The reply must repeat each entry exactly and contain no pictures.
--- DATA IN THIS EXERCISE ---
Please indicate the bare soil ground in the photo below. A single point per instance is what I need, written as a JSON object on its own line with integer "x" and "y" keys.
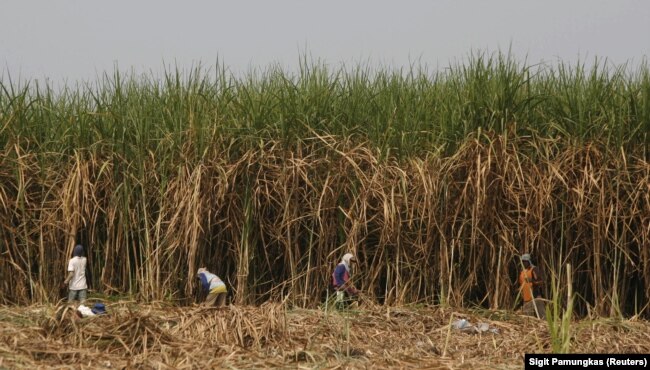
{"x": 160, "y": 336}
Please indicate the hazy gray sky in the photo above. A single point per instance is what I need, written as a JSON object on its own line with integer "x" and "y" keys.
{"x": 75, "y": 40}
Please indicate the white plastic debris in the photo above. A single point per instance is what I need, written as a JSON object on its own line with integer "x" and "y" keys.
{"x": 466, "y": 327}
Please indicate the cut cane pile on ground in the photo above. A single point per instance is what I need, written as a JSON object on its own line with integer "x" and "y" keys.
{"x": 159, "y": 336}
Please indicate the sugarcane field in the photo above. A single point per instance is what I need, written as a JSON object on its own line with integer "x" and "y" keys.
{"x": 329, "y": 218}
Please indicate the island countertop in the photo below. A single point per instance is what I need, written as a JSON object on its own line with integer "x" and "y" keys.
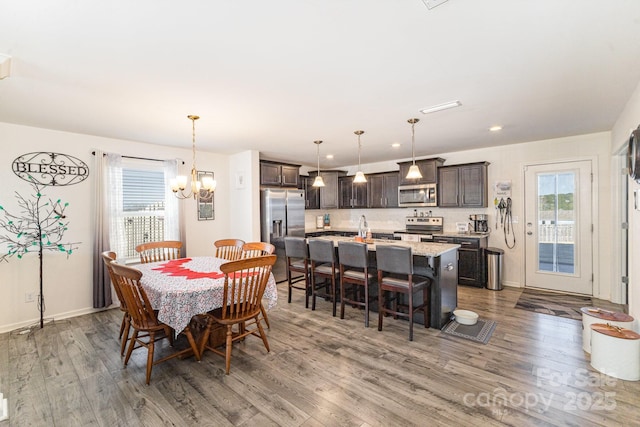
---
*ANSWER TO THE PROBLEM*:
Please indicate the bare soil ground in the photo below. A single point per instance is what I need, written as a JSON object on its own line with integer "x" and "y" keys.
{"x": 160, "y": 336}
Please indicate the hazy gray sky in the photo above. A single point per instance is what I need, written as a JSON object on its own line with integer "x" and "y" keys.
{"x": 75, "y": 40}
Please indicate the white plastic debris in the photo above. A single point per instance is what I need, written as a JSON object on its own line with integer "x" and "y" keys.
{"x": 466, "y": 327}
Please indicate the cut cane pile on ground in the photo above. A single point per instance is what I need, written as a JSON object on its own line with integer "x" and "y" keys.
{"x": 159, "y": 336}
Please indicate the sugarcane field in the photo above. A single point per instance is what I need, written as a JSON object on its own line with integer "x" and "y" keys.
{"x": 329, "y": 218}
Please indicate the island countertop in the photo below. A single point per instance is what I need, written as a JSON object on its own line with integer "x" and "y" keys.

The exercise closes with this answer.